◆ TEXT SEGMENT ◆
⁂
Chapter 20

Shell Scripts - Procedures

Introduction

Here we concentrate on the facilities which allow large scripts to be broken down into smaller ones.

Calling another script

We saw earlier that scripts can do anything that can be done interactively. It is no surprise therefore, to see that one script can call another. That is what this script does:

$ more caller
echo calling another
another
echo back from another
$

The script it calls is named another; Here it is:

$ more another
echo another here
$

When we run caller we see this:

$ caller
calling another
another here
back from another
$

This is all as we would expect it to be if we are familiar with the idea of procedures or functions in programming.

Local variables and parameters

If we added some parameters and variables to our scripts they might look like this:

$ more caller
var=123
echo 'caller:  $#:'$#'  $1:'$1'  $var:'$var
another par1 par2
echo 'caller:  $#:'$#'  $1:'$1'  $var:'$var
$

and this:

$ more another
echo 'another: $#:'$#'  $1:'$1'  $var:'$var
var=456
echo 'another: $#:'$#'  $1:'$1'  $var:'$var

When we run them we get this output:

$ caller para pare park part
caller:  $#:4  $1:para  $var:123
another: $#:2  $1:par1  $var:
another: $#:2  $1:par1  $var:456
caller:  $#:4  $1:para  $var:123
$

Experienced programmers will appreciate that what we have here are local variables and parameters.

Both caller and another have their own private copies of the variables and parameters. There is, therefore, no chance of any mix-up between the two scripts. Clearly, caller has four arguments and another has two. Similarly, the variable var that another sets to 456 is a completely different variable to the one that caller sets to 123. Notice that var doesn't have any value at all when another first echos it.
⁂
◆ MATERIAL SHOWN ◆
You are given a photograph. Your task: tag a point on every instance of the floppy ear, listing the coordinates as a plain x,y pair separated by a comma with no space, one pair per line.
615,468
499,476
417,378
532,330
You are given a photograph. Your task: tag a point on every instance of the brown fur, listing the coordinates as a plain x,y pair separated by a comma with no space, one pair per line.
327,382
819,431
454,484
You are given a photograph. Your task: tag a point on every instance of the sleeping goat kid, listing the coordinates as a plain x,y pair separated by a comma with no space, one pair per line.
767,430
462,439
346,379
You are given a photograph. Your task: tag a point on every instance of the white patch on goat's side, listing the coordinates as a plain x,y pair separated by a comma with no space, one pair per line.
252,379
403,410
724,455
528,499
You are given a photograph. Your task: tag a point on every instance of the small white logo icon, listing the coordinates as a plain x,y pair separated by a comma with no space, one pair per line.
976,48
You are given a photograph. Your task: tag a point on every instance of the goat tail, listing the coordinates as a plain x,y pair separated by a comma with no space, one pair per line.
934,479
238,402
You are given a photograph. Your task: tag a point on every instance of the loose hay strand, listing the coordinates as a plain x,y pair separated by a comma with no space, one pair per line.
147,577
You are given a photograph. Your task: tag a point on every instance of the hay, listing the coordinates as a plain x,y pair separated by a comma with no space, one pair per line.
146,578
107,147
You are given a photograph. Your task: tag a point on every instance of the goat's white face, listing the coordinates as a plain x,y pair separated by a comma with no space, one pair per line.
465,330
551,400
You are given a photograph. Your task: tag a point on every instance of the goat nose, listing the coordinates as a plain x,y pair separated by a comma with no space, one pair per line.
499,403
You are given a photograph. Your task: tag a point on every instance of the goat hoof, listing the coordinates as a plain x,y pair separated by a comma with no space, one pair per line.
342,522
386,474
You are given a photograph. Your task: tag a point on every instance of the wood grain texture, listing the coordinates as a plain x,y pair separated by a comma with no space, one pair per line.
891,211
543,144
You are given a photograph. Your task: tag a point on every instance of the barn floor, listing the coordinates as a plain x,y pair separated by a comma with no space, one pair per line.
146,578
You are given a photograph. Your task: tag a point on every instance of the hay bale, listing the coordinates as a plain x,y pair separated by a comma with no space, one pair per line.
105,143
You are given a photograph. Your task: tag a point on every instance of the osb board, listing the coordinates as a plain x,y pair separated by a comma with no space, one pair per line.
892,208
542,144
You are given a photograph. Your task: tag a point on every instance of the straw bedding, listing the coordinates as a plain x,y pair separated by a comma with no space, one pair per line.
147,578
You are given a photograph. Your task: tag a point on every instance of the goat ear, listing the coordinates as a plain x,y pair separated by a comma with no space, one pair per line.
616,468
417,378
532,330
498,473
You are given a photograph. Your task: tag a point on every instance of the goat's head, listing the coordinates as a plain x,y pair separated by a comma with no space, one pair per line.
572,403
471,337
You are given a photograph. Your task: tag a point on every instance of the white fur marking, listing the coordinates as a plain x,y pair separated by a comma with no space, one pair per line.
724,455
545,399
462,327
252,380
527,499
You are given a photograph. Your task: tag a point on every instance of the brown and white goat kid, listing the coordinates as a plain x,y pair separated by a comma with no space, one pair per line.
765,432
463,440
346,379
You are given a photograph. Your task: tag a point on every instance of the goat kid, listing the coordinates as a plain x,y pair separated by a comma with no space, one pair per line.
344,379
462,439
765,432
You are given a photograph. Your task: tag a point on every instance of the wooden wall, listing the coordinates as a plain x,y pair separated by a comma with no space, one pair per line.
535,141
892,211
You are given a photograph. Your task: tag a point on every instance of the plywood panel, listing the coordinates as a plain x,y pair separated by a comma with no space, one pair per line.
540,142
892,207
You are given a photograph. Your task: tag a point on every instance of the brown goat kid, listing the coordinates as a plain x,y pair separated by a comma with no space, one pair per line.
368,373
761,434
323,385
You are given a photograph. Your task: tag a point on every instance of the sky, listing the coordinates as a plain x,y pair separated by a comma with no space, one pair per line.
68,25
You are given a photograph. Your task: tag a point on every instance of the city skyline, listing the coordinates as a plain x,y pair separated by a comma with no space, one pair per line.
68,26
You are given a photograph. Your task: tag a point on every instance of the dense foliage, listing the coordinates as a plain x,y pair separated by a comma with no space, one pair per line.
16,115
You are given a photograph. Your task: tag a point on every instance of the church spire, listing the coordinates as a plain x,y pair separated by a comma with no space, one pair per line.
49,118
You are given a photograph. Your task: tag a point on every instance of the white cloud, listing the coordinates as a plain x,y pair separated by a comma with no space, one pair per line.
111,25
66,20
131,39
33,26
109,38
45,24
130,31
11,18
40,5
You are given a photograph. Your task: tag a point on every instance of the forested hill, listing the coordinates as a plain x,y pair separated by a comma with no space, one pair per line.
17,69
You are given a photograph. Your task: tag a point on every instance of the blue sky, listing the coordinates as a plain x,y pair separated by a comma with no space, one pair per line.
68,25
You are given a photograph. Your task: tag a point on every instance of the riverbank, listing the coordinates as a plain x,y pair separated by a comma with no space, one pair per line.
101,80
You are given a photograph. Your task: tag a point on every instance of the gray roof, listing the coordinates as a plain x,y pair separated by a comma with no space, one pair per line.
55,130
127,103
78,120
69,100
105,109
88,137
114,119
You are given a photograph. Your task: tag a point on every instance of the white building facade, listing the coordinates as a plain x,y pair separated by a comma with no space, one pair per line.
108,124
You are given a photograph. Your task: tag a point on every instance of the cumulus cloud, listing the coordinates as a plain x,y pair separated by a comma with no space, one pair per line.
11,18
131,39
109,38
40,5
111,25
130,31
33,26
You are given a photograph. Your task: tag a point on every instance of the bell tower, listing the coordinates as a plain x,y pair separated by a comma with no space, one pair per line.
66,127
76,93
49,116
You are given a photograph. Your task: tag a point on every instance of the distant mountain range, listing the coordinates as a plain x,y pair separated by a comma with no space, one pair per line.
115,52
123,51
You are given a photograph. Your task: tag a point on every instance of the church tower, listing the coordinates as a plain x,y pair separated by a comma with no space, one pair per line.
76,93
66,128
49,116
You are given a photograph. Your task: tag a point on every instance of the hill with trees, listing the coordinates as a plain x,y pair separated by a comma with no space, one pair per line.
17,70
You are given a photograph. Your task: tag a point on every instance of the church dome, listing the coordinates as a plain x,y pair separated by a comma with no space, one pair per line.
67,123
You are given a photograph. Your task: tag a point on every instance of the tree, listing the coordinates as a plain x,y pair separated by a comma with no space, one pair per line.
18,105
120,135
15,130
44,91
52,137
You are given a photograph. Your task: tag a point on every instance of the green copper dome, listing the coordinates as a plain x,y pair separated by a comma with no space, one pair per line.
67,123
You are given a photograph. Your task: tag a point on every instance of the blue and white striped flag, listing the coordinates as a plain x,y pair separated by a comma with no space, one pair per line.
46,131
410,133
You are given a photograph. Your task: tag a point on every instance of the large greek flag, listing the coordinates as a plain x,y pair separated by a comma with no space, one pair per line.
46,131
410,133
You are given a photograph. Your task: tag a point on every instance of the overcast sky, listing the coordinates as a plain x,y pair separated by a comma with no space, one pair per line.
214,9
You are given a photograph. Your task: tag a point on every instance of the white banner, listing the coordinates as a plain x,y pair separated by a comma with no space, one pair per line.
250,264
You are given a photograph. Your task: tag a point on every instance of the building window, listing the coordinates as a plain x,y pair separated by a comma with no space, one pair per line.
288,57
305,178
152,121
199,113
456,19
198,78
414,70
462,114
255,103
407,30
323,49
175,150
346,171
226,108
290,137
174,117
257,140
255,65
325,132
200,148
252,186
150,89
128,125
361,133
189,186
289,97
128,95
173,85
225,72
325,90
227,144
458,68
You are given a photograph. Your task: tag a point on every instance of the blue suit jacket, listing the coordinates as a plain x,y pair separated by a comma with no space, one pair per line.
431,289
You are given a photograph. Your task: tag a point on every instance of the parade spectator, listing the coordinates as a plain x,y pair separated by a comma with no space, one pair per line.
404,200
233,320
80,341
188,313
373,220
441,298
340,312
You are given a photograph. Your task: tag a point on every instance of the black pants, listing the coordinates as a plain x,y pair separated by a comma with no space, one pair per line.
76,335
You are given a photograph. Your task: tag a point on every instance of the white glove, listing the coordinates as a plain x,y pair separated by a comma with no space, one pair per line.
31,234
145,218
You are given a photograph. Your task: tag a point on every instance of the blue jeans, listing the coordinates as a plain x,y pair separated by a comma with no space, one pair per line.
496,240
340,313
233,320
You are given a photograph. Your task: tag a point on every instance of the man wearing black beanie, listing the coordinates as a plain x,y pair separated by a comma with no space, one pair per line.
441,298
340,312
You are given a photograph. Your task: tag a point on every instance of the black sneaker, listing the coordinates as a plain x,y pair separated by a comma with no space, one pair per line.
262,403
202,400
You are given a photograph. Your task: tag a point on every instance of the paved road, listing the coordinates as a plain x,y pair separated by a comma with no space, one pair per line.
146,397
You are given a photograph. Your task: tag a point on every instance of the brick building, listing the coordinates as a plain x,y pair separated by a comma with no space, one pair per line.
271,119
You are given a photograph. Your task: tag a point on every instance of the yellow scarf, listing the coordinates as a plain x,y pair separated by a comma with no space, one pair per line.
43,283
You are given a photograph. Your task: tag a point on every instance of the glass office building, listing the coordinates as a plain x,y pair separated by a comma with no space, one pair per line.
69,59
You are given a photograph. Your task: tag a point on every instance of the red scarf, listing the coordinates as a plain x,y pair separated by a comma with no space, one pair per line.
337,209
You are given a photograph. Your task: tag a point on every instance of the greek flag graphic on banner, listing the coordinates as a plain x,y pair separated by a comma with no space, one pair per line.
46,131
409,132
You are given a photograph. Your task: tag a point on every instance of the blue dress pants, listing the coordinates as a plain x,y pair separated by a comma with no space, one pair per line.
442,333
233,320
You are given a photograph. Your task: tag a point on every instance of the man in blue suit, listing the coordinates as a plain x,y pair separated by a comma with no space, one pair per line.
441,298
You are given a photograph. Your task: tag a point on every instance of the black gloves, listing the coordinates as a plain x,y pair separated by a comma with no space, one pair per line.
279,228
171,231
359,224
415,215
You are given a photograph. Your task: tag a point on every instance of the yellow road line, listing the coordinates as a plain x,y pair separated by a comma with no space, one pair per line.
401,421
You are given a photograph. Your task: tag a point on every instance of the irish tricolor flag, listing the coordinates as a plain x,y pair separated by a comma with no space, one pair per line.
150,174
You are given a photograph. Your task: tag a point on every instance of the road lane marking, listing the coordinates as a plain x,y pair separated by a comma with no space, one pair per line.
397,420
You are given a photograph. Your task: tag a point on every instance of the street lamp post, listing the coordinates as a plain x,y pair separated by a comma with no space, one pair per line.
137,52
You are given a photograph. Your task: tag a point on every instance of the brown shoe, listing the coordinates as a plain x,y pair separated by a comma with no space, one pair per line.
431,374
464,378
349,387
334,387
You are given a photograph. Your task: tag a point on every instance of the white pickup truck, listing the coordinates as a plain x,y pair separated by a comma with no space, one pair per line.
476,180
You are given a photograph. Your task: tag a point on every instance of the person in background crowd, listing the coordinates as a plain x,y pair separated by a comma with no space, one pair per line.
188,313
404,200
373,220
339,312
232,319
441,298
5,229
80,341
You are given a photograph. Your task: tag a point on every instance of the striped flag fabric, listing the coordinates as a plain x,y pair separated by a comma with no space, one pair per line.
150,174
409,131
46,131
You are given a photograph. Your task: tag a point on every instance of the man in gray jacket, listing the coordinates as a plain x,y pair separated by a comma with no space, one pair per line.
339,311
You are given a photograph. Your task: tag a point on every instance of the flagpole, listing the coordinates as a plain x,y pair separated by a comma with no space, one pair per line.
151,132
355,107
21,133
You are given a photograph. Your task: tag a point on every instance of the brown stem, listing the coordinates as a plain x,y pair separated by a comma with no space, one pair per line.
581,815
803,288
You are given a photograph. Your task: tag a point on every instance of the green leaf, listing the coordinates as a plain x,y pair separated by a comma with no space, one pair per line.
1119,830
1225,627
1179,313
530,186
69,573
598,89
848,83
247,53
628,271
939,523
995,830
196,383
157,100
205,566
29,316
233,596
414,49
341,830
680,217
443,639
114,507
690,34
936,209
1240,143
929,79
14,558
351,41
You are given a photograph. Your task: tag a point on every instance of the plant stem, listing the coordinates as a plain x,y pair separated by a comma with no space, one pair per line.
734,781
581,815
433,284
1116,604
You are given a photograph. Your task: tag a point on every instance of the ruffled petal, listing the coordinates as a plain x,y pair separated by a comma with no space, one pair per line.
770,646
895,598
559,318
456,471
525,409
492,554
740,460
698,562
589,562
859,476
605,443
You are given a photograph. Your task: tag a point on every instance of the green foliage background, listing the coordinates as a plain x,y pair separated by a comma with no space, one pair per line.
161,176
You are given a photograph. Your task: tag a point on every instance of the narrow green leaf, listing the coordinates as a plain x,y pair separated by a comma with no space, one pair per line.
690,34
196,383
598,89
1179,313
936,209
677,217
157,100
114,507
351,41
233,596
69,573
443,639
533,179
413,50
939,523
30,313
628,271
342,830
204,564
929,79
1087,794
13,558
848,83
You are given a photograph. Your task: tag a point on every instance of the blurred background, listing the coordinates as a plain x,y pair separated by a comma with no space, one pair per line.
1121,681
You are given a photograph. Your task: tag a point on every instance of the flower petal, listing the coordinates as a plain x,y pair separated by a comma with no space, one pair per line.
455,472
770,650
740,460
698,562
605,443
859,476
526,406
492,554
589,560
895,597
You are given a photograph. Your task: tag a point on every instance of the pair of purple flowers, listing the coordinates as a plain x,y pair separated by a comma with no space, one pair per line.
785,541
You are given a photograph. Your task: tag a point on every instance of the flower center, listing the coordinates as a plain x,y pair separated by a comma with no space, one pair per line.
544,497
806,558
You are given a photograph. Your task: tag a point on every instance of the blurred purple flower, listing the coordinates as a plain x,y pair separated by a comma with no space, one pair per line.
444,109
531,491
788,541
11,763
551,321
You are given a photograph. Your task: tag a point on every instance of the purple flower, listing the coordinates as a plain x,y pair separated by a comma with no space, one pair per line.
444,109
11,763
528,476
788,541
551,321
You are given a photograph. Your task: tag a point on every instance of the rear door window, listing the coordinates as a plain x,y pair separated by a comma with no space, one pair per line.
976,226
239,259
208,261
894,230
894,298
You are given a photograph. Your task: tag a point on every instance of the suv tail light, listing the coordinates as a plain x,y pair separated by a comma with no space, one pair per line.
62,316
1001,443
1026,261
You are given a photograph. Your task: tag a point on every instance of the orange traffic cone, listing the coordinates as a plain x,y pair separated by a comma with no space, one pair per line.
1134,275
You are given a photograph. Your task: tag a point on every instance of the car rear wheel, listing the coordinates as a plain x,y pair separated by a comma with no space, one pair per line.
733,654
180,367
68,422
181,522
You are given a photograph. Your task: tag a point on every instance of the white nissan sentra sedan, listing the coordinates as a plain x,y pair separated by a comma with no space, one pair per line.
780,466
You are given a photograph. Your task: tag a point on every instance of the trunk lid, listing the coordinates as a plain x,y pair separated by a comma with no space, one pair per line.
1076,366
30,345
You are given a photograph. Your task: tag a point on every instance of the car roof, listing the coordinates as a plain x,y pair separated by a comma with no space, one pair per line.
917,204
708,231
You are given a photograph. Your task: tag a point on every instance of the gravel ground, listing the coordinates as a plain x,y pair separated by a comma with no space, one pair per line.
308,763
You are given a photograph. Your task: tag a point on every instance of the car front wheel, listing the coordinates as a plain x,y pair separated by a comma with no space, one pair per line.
⁂
◆ REQUIREMENT 1 ◆
Rewrite the stretch of the shell script procedures chapter from "Experienced programmers will" through "first echos it.", substituting "Seasoned programmers" for "Experienced programmers".
◆ REQUIREMENT 2 ◆
Resume the shell script procedures chapter, picking up after its final sentence.

◆ RESULT 1 ◆
Seasoned programmers will appreciate that what we have here are local variables and parameters.

Both caller and another have their own private copies of the variables and parameters. There is, therefore, no chance of any mix-up between the two scripts. Clearly, caller has four arguments and another has two. Similarly, the variable var that another sets to 456 is a completely different variable to the one that caller sets to 123. Notice that var doesn't have any value at all when another first echos it.

◆ RESULT 2 ◆
Actually, if we reflect a little this situation is not so surprising. In chapter ??, we saw that Unix starts a new non-interactive shell to execute every script. So, when another was being executed, there were three shells active: the interactive shell, a non-interactive shell executing caller and a non-interactive shell executing another. The different sets of parameters and variables are maintained by different copies of shell. We will examine this in more detail later, when we look at recursion??.

Exported variables

If we wish to give some values to another script, the usual thing is to pass the values as arguments to the other script. However, there is another way to do so: we can allow the called script to use the values belonging to the calling script.

This new version of another does not give the variable a value; it simply displays the variable.

$ more another
echo 'another: $#:'$#'  $1:'$1'  $var:'$var
$

Having changed another, we must use a new version of caller as well:

$ more caller
export var
var=123
echo 'caller:  $#:'$#'  $1:'$1'  $var:'$var
another par1 par2
echo 'caller:  $#:'$#'  $1:'$1'  $var:'$var
$

The only change is that a new first line has been added. Now when we execute caller, we see this:

$ caller para pare park part
caller:  $#:4  $1:para  $var:123
another: $#:2  $1:par1  $var:123
caller:  $#:4  $1:para  $var:123
$

As you can see, this time, another was able to use the value of the variable that caller exported to it.

The reason is that every copy of shell maintains what is known as its environment; this is simply a list containing some of the variables along with their values. Variables in a shell's environment are inherited by any further shells that the shell starts. In that sense, variables in the environment are a bit like parameters in that they are set up before the script starts executing. The purpose of the export command in the last version of caller is to add var and its value to the environment.

Note that if another changed the value of the variable - like this:

$ more another
var=456
echo 'another: $#:'$#'  $1:'$1'  $var:'$var

when we executed caller, we would see this output:

$ caller para pare park part
caller:  $#:4  $1:para  $var:123
another: $#:2  $1:par1  $var:456
caller:  $#:4  $1:para  $var:123
$

The point is that another gets the value from caller but caller does not get the value back from another.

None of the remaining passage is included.